LISTED ENTRIES
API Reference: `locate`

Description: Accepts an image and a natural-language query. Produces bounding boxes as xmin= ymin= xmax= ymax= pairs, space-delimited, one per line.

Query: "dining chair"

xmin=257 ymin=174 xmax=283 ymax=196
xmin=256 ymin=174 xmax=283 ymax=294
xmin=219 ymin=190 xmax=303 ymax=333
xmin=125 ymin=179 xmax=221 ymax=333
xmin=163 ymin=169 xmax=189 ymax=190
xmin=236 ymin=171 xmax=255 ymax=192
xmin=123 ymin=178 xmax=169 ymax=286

WHAT THIS TASK INVOLVES
Copy every line of the items above in full. Add 138 to each bounding-box coordinate and leave all other lines unchanged.

FULL RESPONSE
API Reference: `locate`

Description: Accepts an image and a natural-language query. Produces bounding boxes as xmin= ymin= xmax= ymax= pairs, space-delimited, one per line.

Query: "dining chair"

xmin=395 ymin=312 xmax=421 ymax=334
xmin=394 ymin=312 xmax=421 ymax=432
xmin=357 ymin=328 xmax=441 ymax=471
xmin=263 ymin=317 xmax=359 ymax=471
xmin=301 ymin=307 xmax=327 ymax=328
xmin=374 ymin=309 xmax=393 ymax=330
xmin=261 ymin=316 xmax=307 ymax=424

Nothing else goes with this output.